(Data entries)

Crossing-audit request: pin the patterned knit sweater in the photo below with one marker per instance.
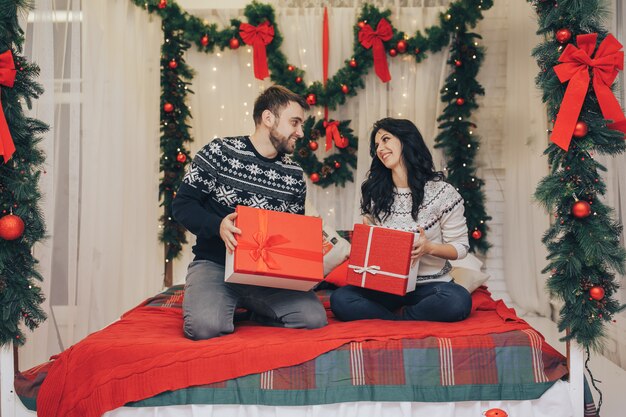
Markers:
(441, 216)
(229, 172)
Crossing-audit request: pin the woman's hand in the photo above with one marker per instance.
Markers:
(421, 246)
(228, 230)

What is required » Set down all entries above again, exactly, without images.

Result of this task »
Crossing-audit request: pin the patterned knit sweater in the photo below with one marker per instance.
Markers:
(441, 216)
(229, 172)
Crossing-audit request: pin the woman's hand in the photo above with one marker per instance.
Markers:
(421, 246)
(228, 230)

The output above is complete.